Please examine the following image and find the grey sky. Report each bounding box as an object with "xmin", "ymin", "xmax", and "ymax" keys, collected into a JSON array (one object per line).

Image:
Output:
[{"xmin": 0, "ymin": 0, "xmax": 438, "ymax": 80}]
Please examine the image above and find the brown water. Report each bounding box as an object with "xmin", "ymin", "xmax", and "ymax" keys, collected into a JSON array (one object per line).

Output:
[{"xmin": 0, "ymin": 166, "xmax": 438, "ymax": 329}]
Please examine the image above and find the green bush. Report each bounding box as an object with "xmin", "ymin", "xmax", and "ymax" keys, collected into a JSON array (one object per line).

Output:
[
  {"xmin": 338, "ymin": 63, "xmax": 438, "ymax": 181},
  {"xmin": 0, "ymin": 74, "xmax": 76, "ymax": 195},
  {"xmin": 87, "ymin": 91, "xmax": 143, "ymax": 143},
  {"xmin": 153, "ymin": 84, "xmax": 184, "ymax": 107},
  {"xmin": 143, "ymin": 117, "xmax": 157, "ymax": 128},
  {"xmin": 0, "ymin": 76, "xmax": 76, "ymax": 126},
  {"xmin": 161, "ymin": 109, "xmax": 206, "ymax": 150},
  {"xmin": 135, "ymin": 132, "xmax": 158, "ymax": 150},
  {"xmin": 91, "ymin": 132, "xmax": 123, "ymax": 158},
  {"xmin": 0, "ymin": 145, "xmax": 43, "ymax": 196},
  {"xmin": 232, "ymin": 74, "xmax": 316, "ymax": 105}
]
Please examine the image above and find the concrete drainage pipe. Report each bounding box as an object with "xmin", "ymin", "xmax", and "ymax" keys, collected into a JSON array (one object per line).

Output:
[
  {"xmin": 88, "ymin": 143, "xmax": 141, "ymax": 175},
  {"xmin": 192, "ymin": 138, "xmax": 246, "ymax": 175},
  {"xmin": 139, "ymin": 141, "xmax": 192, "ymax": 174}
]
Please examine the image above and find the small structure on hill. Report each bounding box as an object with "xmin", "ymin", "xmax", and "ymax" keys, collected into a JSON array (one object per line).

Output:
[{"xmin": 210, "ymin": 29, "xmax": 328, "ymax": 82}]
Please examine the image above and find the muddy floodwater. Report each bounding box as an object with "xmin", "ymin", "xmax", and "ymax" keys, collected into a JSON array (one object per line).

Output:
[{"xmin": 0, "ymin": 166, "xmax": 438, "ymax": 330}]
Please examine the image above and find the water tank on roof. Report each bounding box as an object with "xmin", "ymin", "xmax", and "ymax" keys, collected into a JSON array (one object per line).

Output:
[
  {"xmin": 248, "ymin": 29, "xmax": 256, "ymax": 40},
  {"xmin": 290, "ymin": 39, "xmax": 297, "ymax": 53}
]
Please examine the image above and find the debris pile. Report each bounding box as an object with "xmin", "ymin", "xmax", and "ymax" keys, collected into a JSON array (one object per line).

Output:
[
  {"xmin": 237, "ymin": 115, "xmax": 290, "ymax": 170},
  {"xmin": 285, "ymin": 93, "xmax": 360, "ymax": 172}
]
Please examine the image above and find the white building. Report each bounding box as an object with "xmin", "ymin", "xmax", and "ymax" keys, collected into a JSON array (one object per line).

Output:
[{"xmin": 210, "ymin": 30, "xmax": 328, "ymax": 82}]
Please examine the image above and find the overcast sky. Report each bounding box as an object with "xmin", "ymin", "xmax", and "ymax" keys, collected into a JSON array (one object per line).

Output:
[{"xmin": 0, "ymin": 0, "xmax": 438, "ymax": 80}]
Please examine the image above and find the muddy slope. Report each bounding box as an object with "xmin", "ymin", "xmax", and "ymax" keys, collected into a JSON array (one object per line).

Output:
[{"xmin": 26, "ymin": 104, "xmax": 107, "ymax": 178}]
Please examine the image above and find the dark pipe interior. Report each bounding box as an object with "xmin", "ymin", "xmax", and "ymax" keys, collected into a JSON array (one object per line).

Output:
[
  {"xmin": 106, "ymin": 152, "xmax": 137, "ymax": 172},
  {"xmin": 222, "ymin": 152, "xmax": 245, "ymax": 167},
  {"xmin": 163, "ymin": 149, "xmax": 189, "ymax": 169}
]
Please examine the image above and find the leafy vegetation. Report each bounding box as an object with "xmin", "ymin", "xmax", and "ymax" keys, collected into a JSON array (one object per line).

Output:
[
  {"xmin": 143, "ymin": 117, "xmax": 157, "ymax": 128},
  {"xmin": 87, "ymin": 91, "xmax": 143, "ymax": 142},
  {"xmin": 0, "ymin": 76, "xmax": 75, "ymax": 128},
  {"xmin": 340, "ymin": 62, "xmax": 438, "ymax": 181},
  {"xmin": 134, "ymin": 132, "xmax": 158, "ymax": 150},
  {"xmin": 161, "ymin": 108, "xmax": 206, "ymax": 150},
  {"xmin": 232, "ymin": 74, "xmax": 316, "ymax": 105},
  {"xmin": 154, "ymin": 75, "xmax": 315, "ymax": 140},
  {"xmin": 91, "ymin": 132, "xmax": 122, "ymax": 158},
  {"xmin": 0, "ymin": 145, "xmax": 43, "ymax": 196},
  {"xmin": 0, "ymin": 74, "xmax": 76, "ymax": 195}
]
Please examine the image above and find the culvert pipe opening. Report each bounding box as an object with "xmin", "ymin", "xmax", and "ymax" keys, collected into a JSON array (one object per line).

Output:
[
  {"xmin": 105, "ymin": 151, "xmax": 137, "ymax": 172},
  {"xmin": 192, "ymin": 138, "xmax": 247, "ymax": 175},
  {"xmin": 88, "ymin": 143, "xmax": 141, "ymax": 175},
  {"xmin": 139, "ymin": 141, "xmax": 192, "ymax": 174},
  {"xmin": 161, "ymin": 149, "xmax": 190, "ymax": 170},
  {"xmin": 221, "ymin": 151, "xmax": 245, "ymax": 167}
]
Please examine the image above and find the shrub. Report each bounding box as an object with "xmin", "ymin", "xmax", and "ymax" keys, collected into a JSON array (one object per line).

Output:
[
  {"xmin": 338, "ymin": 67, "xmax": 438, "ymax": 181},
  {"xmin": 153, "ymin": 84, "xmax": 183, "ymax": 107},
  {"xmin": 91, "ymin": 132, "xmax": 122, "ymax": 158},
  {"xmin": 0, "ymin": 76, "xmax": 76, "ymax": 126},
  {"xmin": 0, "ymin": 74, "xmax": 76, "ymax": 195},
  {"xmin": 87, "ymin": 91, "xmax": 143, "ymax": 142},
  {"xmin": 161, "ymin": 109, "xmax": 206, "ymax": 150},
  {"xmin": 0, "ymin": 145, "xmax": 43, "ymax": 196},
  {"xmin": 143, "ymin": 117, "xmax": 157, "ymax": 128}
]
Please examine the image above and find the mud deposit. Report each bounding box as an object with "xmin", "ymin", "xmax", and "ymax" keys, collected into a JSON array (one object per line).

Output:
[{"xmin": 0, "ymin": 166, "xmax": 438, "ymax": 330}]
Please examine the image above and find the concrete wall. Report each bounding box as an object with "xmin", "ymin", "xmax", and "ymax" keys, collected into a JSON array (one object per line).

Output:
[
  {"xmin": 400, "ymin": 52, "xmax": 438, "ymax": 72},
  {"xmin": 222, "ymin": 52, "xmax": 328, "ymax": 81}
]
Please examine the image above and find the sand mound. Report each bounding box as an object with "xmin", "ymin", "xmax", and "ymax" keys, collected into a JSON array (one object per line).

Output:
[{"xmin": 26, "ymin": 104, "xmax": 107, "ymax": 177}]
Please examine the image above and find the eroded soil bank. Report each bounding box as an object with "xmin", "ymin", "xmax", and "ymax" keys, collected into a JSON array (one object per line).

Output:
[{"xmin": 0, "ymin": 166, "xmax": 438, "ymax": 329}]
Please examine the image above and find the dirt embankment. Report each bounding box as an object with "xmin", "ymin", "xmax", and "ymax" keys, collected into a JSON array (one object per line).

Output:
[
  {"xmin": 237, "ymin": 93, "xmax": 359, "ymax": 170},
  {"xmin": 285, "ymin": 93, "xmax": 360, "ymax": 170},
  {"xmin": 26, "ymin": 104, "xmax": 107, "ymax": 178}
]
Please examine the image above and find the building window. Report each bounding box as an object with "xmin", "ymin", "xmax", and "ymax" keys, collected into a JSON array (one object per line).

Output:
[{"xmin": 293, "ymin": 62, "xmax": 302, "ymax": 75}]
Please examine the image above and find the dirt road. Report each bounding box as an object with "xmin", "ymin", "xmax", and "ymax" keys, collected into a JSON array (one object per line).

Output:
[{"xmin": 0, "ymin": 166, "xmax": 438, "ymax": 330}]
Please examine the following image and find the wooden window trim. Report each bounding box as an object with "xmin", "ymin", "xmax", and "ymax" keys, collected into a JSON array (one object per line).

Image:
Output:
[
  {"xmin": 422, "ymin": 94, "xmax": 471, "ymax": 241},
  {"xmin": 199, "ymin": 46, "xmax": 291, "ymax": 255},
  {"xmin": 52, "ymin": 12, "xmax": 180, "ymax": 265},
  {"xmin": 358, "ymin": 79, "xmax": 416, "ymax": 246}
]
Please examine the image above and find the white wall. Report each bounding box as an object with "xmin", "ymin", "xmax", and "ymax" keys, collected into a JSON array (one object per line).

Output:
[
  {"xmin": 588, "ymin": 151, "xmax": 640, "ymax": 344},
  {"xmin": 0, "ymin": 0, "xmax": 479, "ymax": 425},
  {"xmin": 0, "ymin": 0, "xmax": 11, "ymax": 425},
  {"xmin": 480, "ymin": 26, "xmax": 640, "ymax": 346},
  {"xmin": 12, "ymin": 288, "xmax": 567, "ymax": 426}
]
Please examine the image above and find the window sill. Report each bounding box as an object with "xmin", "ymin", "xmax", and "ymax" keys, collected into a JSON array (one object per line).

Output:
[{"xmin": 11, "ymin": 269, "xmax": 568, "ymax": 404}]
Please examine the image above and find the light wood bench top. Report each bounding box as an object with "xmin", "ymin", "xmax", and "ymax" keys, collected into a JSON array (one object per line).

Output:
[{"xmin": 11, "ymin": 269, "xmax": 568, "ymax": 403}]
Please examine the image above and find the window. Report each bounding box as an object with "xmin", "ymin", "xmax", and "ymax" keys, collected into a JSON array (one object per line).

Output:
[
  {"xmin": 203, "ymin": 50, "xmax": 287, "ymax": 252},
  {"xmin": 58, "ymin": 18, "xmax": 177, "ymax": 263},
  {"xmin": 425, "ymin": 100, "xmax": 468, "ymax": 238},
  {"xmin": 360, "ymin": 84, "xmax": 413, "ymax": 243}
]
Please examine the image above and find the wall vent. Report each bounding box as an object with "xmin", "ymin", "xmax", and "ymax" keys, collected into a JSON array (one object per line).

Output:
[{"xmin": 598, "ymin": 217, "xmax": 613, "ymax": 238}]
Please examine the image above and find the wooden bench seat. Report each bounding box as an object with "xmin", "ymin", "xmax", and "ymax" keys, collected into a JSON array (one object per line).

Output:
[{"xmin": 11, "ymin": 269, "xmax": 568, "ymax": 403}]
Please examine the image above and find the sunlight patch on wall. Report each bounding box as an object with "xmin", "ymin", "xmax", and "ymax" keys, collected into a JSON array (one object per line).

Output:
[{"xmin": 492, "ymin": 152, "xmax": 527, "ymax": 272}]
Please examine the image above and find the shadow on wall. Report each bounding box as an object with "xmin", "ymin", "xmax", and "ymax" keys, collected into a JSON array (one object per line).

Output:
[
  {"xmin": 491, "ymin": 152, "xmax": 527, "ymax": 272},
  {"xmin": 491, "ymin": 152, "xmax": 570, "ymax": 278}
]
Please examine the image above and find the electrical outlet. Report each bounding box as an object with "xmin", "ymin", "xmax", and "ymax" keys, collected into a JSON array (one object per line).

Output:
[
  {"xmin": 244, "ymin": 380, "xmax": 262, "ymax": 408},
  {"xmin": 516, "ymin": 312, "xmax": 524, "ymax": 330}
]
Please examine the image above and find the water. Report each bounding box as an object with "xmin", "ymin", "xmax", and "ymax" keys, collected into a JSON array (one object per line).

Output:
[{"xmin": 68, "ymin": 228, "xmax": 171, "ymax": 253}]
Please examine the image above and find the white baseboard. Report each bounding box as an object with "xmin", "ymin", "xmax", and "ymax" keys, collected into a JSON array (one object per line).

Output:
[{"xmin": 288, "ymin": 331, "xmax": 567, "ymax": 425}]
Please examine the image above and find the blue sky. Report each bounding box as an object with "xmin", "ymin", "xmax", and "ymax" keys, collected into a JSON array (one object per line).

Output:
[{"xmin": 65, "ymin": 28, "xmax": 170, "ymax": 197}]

· · ·

• **What is needed**: Copy out every line of the data above that contains the string "building". Case matters, so a line counts only if its letters match in uppercase and lowercase.

• **Output for this exercise**:
Please examine the image above and find the white building. Report each bounding box as an object with "xmin", "ymin", "xmax", and "ymax" keys, collected into a JSON array (one object per line).
Please examine the image above and find the building window. Report each bounding box as an object with "xmin", "ymin", "xmax", and "ymax" keys, collected into a JSON array (one object per line).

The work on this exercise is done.